→ **Problem description**
Reproduce every one of the items below word for word, keeping each line unchanged.

→ **Input records**
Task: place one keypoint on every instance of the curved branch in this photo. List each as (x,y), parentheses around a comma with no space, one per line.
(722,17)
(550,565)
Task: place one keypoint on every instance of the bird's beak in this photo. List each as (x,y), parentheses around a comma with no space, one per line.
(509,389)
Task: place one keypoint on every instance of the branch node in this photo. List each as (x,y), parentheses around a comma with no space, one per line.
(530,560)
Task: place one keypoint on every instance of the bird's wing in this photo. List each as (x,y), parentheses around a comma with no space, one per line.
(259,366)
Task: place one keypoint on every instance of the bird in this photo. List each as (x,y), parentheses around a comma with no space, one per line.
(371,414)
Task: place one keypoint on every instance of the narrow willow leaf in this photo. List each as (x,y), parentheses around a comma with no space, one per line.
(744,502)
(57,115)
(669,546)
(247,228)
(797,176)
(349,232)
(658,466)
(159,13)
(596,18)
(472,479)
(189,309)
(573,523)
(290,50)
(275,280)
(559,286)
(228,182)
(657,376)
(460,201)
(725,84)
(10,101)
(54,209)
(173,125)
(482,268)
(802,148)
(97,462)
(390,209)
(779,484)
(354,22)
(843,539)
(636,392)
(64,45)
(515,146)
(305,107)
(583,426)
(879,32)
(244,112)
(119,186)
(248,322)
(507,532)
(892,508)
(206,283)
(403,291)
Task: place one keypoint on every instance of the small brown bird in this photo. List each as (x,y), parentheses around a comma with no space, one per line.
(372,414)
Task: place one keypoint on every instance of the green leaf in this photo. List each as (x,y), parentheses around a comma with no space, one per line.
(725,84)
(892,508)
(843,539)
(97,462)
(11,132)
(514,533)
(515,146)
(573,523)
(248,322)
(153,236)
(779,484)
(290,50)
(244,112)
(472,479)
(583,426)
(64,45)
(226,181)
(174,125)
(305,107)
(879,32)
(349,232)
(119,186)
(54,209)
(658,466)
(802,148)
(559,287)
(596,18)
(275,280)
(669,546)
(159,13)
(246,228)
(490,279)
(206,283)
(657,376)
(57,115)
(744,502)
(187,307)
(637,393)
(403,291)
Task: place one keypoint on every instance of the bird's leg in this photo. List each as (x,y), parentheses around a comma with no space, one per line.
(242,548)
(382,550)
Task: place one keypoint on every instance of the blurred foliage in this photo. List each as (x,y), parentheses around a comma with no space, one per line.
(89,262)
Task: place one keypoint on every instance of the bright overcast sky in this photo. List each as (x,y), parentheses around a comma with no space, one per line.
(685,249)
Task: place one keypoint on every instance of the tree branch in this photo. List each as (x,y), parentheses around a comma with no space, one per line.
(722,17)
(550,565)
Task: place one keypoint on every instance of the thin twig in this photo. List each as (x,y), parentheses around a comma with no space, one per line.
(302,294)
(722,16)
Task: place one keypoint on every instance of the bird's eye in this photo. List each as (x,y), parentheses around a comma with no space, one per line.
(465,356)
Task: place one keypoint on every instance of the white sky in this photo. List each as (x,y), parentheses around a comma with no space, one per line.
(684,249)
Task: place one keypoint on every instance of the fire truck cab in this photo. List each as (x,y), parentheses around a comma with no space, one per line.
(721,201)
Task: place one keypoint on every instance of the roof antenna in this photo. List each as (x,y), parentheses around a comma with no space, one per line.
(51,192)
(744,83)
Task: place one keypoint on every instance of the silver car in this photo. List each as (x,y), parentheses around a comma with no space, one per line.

→ **Response below**
Task: place one keypoint on every instance of the curved branch in this photo. List each as (x,y), parentheses around a comma with no space, one per line.
(722,17)
(550,565)
Task: place one keypoint on every instance of the bird's beak in this photo. List each as (x,y), parentheses around a comma with no space, one per line.
(509,389)
Task: place one keypoint on every instance of the branch node in this photo. List each as (x,y), parentheses around a comma with no space, one per line.
(530,560)
Task: place one keypoint on every instance of the bird's wing in this photo. List each as (x,y), parentheses around a comma with no space, one per line.
(259,366)
Task: place one keypoint on every instance of the bird in this photo. List each as (x,y), parentheses around a comma with no space, one per line.
(371,414)
Task: place one keypoint on every instance of the narrow willow leaf in this photo. List each as (x,y), parentheses around a comma with no space, one per line.
(744,502)
(57,115)
(669,546)
(247,228)
(797,176)
(349,232)
(658,466)
(159,13)
(596,18)
(472,479)
(189,309)
(573,523)
(290,50)
(275,280)
(559,286)
(228,182)
(657,376)
(460,201)
(725,84)
(10,101)
(54,209)
(173,125)
(482,268)
(802,148)
(97,462)
(390,209)
(779,484)
(354,22)
(843,539)
(636,392)
(64,45)
(515,146)
(305,107)
(583,426)
(879,32)
(244,112)
(119,186)
(248,322)
(507,532)
(892,508)
(206,283)
(403,291)
Task: place one keypoint on every instance of the small brown bird in this photo. List each as (x,y), parentheses around a comma with no space, one per line.
(372,414)
Task: place one keypoint on every instance of the green leaf in this photo. List each as (x,y), parentheses around a comma with no space, one per line.
(725,84)
(892,508)
(843,539)
(97,462)
(11,132)
(514,533)
(515,146)
(573,523)
(248,322)
(153,236)
(779,484)
(290,50)
(244,112)
(472,479)
(583,426)
(64,45)
(226,181)
(174,125)
(305,107)
(879,32)
(349,232)
(119,186)
(54,209)
(658,466)
(802,148)
(559,287)
(596,18)
(275,280)
(669,546)
(159,13)
(246,228)
(490,279)
(206,283)
(657,376)
(57,115)
(744,502)
(187,307)
(637,393)
(403,291)
Task: place one keypoint on every instance of the bird's leg in this photo. List each as (x,y), parentheses around a comma with no space, one per line.
(242,548)
(382,550)
Task: place one keypoint on every instance of the blurred foliage in this photo. List each as (x,y), parentheses around a comma with no space, one per line.
(89,262)
Task: place one keypoint on every instance of the bright overcast sky in this photo. List each as (x,y), parentheses around a comma with no space, one per line.
(685,249)
Task: place one keypoint on every instance of the tree branch in this photo. List each as (x,y), parentheses around a comma with no space, one per line.
(722,17)
(550,565)
Task: place one keypoint on every instance of the thin twig in this photo. List each as (x,y), parentheses around a comma with no space, one per line.
(302,294)
(722,16)
Task: place one keypoint on every instance of the bird's eye in this photo. List each as (x,y), parentheses around a comma with no space, one per line.
(465,356)
Task: place one keypoint on every instance of the white sky in this photo. List each as (x,y), parentheses around a comma with no space, one per line.
(684,249)
Task: place one keypoint on every instance of the fire truck cab in this photo. List each as (x,y), parentheses around a comma with no space, one per line.
(721,201)
Task: place one keypoint on every instance of the roof antenna in this photo. List each as (x,y), parentheses around a comma with no space, one per line.
(51,192)
(744,83)
Task: place one keypoint on every instance of the silver car in this photo. List each as (x,y), parentheses around a comma with no space, one per line.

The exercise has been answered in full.